What this task involves: The goal is a clean copy of all the data below, with pictures dropped and everything else retyped exactly.

----- Data records -----

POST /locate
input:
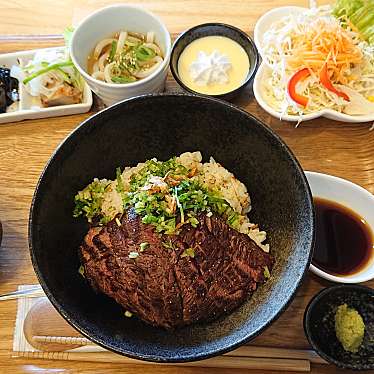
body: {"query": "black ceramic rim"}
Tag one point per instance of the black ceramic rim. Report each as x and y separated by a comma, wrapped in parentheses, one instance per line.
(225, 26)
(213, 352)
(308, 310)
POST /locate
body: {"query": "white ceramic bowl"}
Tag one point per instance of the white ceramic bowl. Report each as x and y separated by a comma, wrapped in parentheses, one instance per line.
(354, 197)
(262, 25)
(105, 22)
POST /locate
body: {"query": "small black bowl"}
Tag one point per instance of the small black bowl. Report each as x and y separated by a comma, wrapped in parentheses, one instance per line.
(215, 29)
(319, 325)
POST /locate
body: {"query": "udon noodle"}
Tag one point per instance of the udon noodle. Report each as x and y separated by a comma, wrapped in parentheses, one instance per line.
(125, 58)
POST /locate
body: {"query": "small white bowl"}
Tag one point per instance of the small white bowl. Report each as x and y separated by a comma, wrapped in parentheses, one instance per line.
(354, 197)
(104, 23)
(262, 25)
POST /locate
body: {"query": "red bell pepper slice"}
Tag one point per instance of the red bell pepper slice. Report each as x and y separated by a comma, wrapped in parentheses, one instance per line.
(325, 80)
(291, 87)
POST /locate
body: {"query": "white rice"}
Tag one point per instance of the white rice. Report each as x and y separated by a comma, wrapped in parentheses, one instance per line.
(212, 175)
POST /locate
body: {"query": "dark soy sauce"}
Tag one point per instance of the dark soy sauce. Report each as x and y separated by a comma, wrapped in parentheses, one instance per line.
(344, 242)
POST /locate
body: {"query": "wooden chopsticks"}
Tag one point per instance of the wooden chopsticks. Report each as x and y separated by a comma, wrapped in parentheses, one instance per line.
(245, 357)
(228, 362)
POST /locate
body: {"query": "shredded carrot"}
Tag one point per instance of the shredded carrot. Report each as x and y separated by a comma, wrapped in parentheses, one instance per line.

-----

Result of this task:
POST /locate
input:
body: {"query": "black ceramic rim"}
Tag one point per instance of the black ceramic rim. Report each as x and y separated by a comma, wrapped in parentheses, one instance per line.
(225, 26)
(213, 352)
(308, 310)
POST /locate
body: {"query": "white ceramic bowl"}
Tag one point per instance of the white ceramic bowl. Report each as x and y separated by a comma, wrapped in parentheses, one instance per line.
(354, 197)
(262, 25)
(105, 22)
POST /locate
body: {"query": "small black bowl"}
Tag one point per instance of the small black bowl. Report each as x and y separated by a comma, wrapped in parentheses, one instance per line.
(215, 29)
(319, 325)
POST /locate
body: {"query": "udon noodle"}
Tag one point per instance of the udon noodle. Report each as x and y separated by a comma, wrapped in parentheses, one instance per line.
(125, 58)
POST /locate
body: {"query": "small white bowl"}
Tag one point per instance of the small white bowl. Report each as x and y separated by a comma, wrapped in parentheses, one instance per line.
(354, 197)
(104, 23)
(262, 25)
POST /locate
body: {"query": "red bell pepper slice"}
Tag one point per instance of the red bell pepper slice. Report each as x and y separated by a comma, wrapped in parentheses, one instance per line.
(325, 80)
(291, 87)
POST /locate
body: {"query": "white rice"}
Tag one point per instance of the white rice. Report each as x and y separated by a comma, wrapped in parentheses, one instance per line.
(212, 175)
POST /locate
body: {"query": "dark soy sauce"}
Tag one point per instance of the dark soy sauce. Report each as x and y separated by a comma, wrapped in parentheses, one instance per line.
(344, 242)
POST /locate
body: {"query": "wooden chopsticks"}
Tag one point per instance of the wooden chopsticks. Report each as x and y separated by a comma, wrapped in parentheses, one instance per line.
(245, 357)
(228, 362)
POST /locate
body: {"query": "shredded carrot"}
Tag one point per instance of the shredded carrot. Report each as x and y separated by a comma, wrapped in parentheses, one instance per line.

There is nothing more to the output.